Entries from a point annotation set
------------------------------

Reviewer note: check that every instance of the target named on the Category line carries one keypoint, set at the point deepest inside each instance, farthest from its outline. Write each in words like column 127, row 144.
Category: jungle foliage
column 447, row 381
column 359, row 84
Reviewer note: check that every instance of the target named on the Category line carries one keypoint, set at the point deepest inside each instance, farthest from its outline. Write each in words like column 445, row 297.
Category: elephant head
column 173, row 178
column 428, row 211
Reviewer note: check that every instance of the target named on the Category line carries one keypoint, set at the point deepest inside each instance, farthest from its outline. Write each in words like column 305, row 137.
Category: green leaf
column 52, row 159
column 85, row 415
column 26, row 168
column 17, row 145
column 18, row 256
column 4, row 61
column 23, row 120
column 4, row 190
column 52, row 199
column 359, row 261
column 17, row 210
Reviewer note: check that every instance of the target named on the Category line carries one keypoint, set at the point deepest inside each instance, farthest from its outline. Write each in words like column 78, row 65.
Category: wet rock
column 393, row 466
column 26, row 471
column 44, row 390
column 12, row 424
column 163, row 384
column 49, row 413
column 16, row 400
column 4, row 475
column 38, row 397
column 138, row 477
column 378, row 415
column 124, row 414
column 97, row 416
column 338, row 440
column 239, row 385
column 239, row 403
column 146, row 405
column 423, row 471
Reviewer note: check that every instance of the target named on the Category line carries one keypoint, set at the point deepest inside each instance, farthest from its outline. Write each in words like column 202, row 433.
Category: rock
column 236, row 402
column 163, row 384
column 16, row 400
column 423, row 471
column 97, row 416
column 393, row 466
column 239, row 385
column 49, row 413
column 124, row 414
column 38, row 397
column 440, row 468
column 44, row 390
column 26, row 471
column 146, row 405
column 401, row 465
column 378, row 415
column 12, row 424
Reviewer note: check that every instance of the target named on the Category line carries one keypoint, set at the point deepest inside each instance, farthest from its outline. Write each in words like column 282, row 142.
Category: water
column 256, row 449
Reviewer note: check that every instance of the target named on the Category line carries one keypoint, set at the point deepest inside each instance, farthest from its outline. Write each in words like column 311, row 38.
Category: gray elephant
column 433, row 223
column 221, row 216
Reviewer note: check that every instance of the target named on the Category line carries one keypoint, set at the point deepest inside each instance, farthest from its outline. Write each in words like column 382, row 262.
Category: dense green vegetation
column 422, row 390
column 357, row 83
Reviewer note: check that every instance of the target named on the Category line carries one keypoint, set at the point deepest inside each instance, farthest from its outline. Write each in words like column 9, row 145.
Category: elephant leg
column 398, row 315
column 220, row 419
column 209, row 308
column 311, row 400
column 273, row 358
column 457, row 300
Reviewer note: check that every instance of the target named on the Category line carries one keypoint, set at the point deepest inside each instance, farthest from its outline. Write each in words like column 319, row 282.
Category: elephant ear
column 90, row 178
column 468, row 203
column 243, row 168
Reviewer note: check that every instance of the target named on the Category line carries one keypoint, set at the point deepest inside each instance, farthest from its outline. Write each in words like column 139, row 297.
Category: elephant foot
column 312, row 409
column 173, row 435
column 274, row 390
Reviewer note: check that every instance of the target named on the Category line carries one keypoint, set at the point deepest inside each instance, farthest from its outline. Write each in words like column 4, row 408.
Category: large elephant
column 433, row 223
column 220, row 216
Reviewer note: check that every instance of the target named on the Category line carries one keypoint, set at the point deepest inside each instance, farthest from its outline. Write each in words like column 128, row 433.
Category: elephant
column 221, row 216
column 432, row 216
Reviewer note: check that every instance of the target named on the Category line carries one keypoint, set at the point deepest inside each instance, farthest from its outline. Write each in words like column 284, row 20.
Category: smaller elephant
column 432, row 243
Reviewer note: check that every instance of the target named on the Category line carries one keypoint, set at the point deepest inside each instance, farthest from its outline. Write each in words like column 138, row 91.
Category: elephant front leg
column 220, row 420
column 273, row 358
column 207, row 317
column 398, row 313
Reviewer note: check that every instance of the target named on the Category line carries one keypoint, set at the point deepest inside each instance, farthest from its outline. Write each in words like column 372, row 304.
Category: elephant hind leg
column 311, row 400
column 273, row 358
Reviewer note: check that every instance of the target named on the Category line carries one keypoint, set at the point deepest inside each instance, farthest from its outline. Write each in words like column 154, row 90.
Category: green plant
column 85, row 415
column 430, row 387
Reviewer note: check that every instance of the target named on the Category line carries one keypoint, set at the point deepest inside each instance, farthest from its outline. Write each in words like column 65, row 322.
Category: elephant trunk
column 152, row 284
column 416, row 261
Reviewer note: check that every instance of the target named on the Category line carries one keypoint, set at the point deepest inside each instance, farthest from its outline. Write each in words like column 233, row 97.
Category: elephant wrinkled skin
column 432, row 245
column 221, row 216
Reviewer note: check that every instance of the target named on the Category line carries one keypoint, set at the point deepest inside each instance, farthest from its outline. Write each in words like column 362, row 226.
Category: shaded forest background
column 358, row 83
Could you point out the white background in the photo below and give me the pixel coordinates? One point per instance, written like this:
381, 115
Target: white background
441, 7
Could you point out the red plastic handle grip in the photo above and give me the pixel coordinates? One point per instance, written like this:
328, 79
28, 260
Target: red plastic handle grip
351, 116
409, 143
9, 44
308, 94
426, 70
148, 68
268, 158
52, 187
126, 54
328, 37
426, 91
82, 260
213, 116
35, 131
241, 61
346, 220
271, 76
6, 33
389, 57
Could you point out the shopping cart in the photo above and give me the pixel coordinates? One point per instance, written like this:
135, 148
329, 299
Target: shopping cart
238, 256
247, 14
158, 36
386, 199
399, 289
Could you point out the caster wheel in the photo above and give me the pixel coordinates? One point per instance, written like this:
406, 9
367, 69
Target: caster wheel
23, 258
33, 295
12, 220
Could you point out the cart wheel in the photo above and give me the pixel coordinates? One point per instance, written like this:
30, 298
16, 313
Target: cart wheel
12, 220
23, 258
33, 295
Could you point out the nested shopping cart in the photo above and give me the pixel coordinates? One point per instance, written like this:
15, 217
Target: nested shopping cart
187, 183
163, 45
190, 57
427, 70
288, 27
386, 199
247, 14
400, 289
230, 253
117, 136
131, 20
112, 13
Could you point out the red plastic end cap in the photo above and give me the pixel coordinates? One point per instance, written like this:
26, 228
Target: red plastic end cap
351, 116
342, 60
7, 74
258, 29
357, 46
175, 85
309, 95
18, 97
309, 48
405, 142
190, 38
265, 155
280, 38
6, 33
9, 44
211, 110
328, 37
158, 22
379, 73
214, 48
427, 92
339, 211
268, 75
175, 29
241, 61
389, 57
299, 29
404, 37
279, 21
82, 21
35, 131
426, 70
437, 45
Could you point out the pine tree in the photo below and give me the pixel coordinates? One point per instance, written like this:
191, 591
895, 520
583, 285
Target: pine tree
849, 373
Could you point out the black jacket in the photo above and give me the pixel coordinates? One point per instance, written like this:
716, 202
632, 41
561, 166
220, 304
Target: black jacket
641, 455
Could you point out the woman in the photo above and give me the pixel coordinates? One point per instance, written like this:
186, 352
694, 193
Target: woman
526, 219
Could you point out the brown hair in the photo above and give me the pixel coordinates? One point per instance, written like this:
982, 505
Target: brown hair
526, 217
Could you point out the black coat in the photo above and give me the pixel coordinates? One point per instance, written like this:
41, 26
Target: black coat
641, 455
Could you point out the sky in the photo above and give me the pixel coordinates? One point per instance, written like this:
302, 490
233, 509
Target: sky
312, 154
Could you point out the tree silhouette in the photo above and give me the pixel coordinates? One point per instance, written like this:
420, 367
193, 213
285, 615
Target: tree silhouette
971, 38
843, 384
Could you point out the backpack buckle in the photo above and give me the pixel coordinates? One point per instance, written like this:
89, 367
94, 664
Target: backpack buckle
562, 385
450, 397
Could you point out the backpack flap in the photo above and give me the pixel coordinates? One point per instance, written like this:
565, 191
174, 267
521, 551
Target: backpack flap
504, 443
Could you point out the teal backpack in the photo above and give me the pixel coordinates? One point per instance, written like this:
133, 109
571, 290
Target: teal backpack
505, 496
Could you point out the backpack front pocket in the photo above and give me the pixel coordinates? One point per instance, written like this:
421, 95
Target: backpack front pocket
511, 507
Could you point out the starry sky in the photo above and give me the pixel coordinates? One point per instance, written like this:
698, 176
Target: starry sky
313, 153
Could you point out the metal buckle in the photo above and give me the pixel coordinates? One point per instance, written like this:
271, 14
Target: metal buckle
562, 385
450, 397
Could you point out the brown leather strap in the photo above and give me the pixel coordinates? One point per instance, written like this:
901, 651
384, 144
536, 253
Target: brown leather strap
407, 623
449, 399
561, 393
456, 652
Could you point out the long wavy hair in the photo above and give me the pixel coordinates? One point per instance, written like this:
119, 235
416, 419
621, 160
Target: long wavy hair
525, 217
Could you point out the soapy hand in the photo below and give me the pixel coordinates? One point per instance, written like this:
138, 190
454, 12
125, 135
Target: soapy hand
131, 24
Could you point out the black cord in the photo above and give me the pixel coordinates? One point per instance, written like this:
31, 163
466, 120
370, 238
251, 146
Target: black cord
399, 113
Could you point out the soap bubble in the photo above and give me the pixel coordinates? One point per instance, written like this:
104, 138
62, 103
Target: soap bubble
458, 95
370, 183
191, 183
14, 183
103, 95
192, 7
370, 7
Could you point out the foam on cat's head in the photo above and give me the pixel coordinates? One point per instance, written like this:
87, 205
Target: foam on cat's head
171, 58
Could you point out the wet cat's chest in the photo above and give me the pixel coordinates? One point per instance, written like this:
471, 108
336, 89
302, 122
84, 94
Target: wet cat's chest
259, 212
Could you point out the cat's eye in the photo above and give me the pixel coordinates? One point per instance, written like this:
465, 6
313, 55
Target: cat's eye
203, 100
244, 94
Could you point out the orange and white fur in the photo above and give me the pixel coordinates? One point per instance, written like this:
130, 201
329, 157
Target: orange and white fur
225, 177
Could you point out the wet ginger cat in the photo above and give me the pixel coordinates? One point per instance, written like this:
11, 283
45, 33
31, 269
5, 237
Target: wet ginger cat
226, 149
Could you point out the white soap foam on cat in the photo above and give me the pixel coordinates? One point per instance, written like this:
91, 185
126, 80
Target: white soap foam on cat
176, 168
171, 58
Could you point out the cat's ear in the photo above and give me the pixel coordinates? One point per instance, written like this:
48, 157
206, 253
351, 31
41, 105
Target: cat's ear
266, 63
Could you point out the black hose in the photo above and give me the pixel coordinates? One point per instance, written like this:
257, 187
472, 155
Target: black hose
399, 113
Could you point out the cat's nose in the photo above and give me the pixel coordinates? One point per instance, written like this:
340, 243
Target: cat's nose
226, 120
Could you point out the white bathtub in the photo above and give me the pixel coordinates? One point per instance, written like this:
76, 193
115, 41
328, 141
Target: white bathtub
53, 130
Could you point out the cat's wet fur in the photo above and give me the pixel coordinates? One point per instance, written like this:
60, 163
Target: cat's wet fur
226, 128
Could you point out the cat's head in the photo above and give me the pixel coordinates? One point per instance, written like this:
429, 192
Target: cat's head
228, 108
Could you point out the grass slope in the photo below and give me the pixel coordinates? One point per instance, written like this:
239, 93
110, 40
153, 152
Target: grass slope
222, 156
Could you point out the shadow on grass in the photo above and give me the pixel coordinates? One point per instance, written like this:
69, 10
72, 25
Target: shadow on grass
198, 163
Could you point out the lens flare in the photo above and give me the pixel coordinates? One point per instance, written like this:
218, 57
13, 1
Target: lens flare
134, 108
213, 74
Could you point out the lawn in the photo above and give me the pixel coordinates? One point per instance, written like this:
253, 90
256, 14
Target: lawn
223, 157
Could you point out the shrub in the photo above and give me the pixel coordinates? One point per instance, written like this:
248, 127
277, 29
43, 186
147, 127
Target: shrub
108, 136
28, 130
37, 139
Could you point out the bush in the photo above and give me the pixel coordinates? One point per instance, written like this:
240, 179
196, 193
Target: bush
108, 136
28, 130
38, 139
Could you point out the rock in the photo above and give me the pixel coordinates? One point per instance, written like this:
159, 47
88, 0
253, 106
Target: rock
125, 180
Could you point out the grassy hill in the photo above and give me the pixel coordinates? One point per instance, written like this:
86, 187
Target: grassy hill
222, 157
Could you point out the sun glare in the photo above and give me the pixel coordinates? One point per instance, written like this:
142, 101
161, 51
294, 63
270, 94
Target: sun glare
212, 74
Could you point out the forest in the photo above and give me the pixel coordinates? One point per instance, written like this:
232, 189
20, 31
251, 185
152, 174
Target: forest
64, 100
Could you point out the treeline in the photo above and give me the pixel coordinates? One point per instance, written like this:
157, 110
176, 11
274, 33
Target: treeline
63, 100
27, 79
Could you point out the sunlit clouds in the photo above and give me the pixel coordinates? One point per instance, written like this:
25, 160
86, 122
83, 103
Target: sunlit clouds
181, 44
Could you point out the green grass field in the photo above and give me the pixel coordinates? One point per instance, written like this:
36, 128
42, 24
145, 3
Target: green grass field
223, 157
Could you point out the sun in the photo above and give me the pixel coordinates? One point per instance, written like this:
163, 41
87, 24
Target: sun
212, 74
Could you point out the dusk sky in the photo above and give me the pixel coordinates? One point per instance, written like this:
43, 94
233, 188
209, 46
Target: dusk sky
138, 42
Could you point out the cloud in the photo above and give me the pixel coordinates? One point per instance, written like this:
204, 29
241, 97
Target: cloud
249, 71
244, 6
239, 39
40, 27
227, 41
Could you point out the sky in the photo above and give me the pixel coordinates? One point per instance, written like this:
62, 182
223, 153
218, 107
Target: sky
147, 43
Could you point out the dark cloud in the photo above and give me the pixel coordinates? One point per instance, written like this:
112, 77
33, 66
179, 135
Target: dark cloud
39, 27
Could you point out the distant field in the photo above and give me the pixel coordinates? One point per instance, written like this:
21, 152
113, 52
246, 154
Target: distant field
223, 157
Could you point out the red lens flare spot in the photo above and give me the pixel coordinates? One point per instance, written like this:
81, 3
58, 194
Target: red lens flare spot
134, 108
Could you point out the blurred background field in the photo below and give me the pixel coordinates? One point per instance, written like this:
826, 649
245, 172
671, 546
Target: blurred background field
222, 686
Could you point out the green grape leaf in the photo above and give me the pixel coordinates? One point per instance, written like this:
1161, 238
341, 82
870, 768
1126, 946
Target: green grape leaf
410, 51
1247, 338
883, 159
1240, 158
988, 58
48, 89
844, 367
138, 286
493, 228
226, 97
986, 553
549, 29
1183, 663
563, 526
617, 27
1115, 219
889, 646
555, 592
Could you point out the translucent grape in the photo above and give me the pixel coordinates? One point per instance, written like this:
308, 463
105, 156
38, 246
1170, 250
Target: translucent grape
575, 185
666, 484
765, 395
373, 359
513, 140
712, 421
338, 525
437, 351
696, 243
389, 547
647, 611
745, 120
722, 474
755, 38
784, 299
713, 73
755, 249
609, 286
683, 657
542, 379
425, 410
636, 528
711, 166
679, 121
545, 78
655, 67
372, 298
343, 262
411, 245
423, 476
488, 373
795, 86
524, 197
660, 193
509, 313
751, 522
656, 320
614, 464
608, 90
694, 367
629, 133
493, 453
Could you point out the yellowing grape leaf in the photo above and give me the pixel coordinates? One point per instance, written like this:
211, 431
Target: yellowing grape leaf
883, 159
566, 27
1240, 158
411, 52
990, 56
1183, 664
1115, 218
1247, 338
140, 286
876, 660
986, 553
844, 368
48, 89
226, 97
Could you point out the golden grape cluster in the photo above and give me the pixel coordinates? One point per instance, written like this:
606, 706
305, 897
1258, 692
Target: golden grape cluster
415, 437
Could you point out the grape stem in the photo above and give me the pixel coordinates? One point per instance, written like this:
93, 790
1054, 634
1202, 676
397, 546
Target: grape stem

------------------------------

### PROBLEM DETAILS
Please echo the lines above, starting with the line that contains "Could you point out the golden" and going on through the last line, reproducing each one word for word.

### SOLUTION
Could you point out the golden grape cluster in the photo above and give me the pixel coordinates? One point per instance, written like this:
606, 706
305, 897
1258, 692
Target: golden grape cluster
415, 437
Could you point out the grape stem in the photo above and give me the pixel coordinates? One point per instance, written like this:
93, 790
1054, 634
1202, 676
397, 546
Target: grape stem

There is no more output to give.